[To be done] Please copy the material below word for word, keeping every line intact and in its original order.

*** Material for the task ***

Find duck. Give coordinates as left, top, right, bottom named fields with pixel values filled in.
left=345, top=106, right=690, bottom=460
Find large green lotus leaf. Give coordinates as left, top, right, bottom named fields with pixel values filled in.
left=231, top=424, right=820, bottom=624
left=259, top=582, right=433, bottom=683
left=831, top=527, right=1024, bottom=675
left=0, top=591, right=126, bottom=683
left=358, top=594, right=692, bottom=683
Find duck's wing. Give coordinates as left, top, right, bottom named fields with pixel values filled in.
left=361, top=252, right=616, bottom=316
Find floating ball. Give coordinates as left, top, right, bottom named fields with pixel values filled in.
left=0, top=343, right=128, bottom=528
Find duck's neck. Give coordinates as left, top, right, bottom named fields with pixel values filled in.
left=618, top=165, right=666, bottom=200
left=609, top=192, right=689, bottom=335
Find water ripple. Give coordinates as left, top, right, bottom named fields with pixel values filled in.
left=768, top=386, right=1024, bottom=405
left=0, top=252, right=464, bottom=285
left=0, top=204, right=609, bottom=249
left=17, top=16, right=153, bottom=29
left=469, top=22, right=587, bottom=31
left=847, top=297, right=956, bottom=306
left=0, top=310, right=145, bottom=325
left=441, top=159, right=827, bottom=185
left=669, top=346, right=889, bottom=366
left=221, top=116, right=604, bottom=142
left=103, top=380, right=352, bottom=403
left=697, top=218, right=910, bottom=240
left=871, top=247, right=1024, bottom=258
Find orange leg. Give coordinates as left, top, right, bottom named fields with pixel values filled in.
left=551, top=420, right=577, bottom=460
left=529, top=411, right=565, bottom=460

***

[Task result]
Find duck. Give coordinates as left, top, right, bottom named fields with pixel values filled in.
left=345, top=106, right=690, bottom=460
Find large green lotus leaf. Give coordinates as left, top, right, bottom named fields with pixel values filled in.
left=231, top=424, right=820, bottom=624
left=259, top=582, right=433, bottom=683
left=831, top=527, right=1024, bottom=675
left=0, top=591, right=126, bottom=683
left=358, top=594, right=692, bottom=683
Find duck's wing. Give coordinates as left, top, right, bottom named fields with pixel values filled in.
left=361, top=252, right=616, bottom=316
Find floating ball. Give coordinates as left, top, right, bottom named fields with pixel values filled in.
left=0, top=343, right=128, bottom=528
Find duck's neck. Give coordinates as left, top, right, bottom named fields with pixel values filled in.
left=618, top=165, right=666, bottom=200
left=609, top=192, right=689, bottom=335
Find water ripple. Give coordinates as left, top, right, bottom named fields with pixel values filled in.
left=768, top=386, right=1024, bottom=405
left=0, top=252, right=464, bottom=285
left=0, top=204, right=609, bottom=249
left=17, top=16, right=153, bottom=29
left=469, top=22, right=587, bottom=31
left=847, top=297, right=956, bottom=306
left=0, top=310, right=145, bottom=325
left=441, top=159, right=827, bottom=185
left=669, top=346, right=889, bottom=366
left=221, top=116, right=604, bottom=142
left=103, top=380, right=352, bottom=403
left=697, top=218, right=910, bottom=240
left=871, top=247, right=1024, bottom=258
Find orange leg. Give coordinates as left, top, right, bottom named fields with pixel values filled in.
left=551, top=420, right=577, bottom=460
left=529, top=411, right=565, bottom=460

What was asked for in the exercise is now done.